### [Directions]
1) Answer these questions using the article on the 2020 Census memorandum, one answer per line, marked the same way:
(a) On what day of the week was the memorandum released?
(b) Which amendment requires that state representatives be apportioned based on the entire population count?
(c) What role does Dale Ho hold at the ACLU?
2) Write the next few sentences of the article on the 2020 Census memorandum, picking up after its final quoted line.
** Opening Passage shown block **
By Jonathan Greig
President Donald Trump put the 2020 Census into further disarray this week when he released a memorandum on Tuesday declaring that undocumented people will not be counted in how congressional seats are doled out to each state.
The U.S. Constitution is clear that everyone living in the country, regardless of status, needs to be counted for the census and the 14th Amendment mandates that state representatives are apportioned based on the entire population count. But in Tuesday’s memorandum, Trump officials claim the term “inhabitants” is up for debate and can exclude people who are undocumented.
Legal experts and census advocacy groups immediately called the move blatantly unconstitutional and impossible to carry out considering the Supreme Court ruled last year that questions about citizenship will not be included on the census.
The ACLU has already released a statement threatening to sue the federal government again over the memorandum.
“The Constitution requires that everyone in the U.S. be counted in the census. President Trump can’t pick and choose. He tried to add a citizenship question to the census and lost in the Supreme Court,” said Dale Ho, director of the ACLU’s Voting Rights Project and the lawyer who helped win the citizenship question case last year.
“His latest attempt to weaponize the census for an attack on immigrant communities will be found unconstitutional. We’ll see him in court, and win, again.”
** Closing Passage shown block **
** Opening Information given block **
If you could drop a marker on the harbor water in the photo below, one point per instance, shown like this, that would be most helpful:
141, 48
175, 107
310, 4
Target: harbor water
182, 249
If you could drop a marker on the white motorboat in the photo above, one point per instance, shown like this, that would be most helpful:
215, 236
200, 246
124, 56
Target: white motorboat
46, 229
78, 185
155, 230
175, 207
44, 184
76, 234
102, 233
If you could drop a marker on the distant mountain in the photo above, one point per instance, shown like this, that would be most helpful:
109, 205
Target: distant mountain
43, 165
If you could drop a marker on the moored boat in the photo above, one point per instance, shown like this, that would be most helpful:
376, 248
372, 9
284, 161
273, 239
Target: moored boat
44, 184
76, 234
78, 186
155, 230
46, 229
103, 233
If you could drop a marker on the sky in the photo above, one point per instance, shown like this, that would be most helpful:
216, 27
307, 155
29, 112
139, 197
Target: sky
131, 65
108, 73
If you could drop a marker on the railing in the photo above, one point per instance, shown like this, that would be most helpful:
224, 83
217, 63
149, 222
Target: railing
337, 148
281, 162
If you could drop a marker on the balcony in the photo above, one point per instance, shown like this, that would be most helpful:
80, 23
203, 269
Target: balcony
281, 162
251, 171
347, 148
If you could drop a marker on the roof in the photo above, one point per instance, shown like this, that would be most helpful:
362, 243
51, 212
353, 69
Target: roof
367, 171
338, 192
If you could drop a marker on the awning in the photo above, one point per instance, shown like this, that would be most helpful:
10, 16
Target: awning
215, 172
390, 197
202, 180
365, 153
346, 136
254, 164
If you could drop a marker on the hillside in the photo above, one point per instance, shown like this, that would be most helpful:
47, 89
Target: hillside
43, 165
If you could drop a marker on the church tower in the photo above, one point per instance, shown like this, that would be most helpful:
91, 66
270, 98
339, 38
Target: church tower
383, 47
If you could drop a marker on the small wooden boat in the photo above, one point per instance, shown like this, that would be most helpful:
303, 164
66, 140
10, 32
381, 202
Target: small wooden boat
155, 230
** Closing Information given block **
** Opening Information given block **
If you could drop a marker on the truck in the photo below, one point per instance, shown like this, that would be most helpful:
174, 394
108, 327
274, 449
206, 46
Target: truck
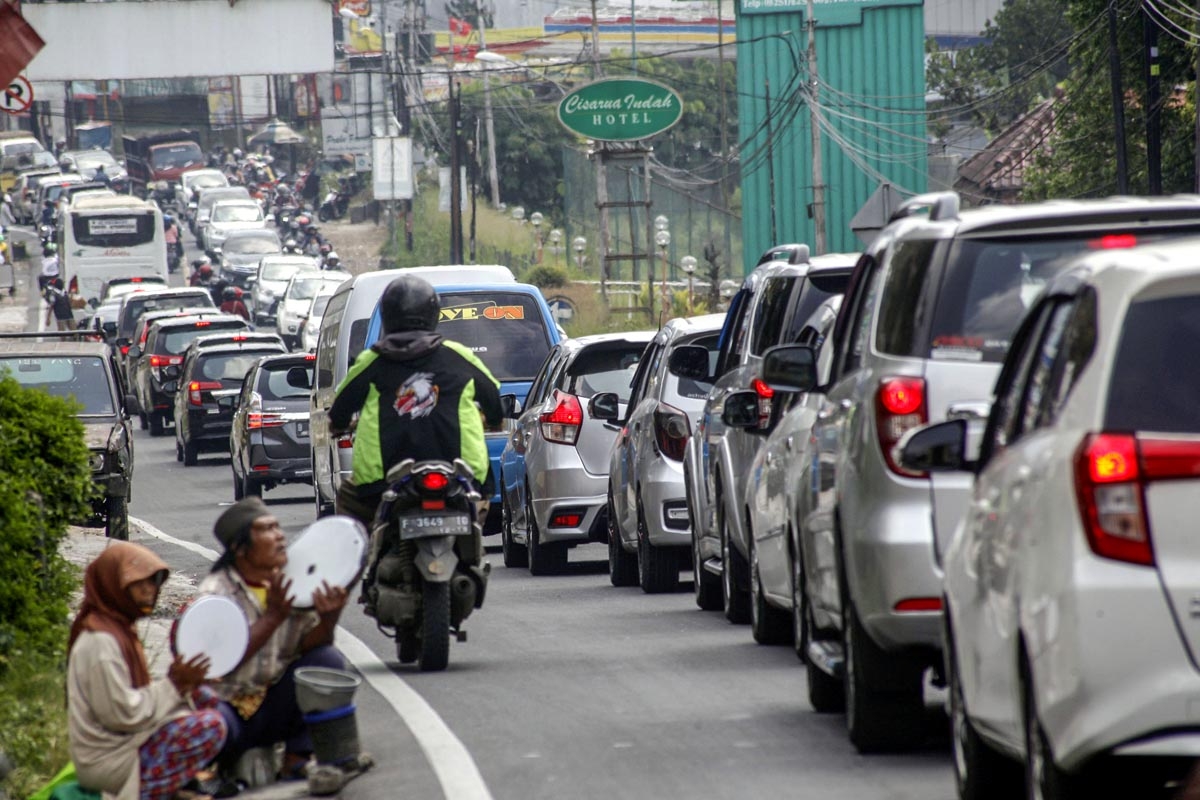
** Closing Information given block **
### [Responses to the tasks]
1)
(a) Tuesday
(b) The 14th Amendment
(c) Director of the ACLU's Voting Rights Project

2)
In states like Florida and New York, there are thousands of Haitians living under Temporary Protected Status or as undocumented immigrants, and the census response rates in neighborhoods with large Haitian populations is already lower than the national average.
“It’s so disturbing and demoralizing because our communities lag behind others both locally and nationally in the updated response rates. We are deeply concerned that this news will cast fear,” said Leonie Hermantin, communications director for Sant La Haitian Neighborhood Center in Miami.
The group has been at the forefront of efforts to get more Haitians and Haitian-Americans in Florida to fill out the census before the deadline in October. But Hermantin said their work has been hampered by Trump’s failed but widely-publicized attempts to add the citizenship question last year and the coronavirus pandemic, which has made in-person census events difficult to hold.